## Okunacak Metin
::::
Öncelikle Türkiye İstatistik Kurumu’nun (TÜİK) Aralık 2011 tarihi itibariyle çıkardığı Türkiye işgücü göstergelerini tablo ile sunalım.
Aralık 2011
|
|
Kurumsal olmayan nüfus (bin)
|
72.925
|
15 ve yukarı yaştaki nüfus (bin)
|
54.122
|
İşgücü (bin)
|
26.254
|
İstihdam (bin)
|
23.678
|
İşsiz (bin)
|
2.576
|
İşgücüne katılma oranı (%)
|
48,5
|
İstihdam oranı (%)
|
43,8
|
İşsizlik oranı (%)
|
9,8
|
İşgücüne dahil olmayanlar (bin)
|
27.868
|
TÜİK’in konuyla ilgili bültenindeki ifadeler de şöyledir: “Aralık 2011 döneminde istihdam edilenlerin % 71,5’i erkek nüfustur. % 63,3’ü ücretli, maaşlı veya yevmiyeli, % 24,7’si kendi hesabına veya işverendir.”
Türkiye’nin nüfusu 72.925 bindir.
15 ve yukarı yaştaki nüfus (ki bu çalışma çağındaki nüfustur) 54.122 bin kişidir.
Yani toplam nüfusun yüzde 74’ü çalışabilir nüfustur.
İşgücü (yani çalışan ve iş arayanlar toplamı) 26.254 bin kişidir.
::::
## Görev Tanımı
İşgücü metnini iki cümleyle özetleyin. Yalnızca işgücü metnindeki bilgilere dayanın.

## Veri Kesiti
::::
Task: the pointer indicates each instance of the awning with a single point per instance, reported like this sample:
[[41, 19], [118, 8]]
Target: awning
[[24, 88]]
::::
## Çözümlü Alıştırma
TÜİK'in Aralık 2011 verilerine göre Türkiye'nin 72.925 bin kişilik nüfusunun 54.122 bini 15 ve yukarı yaştadır. İşgücü 26.254 bin, istihdam 23.678 bin, işsiz sayısı 2.576 bin ve işsizlik oranı %9,8'dir; istihdam edilenlerin %71,5'i erkek, %63,3'ü ücretli, maaşlı veya yevmiyeli, %24,7'si ise kendi hesabına veya işverendir.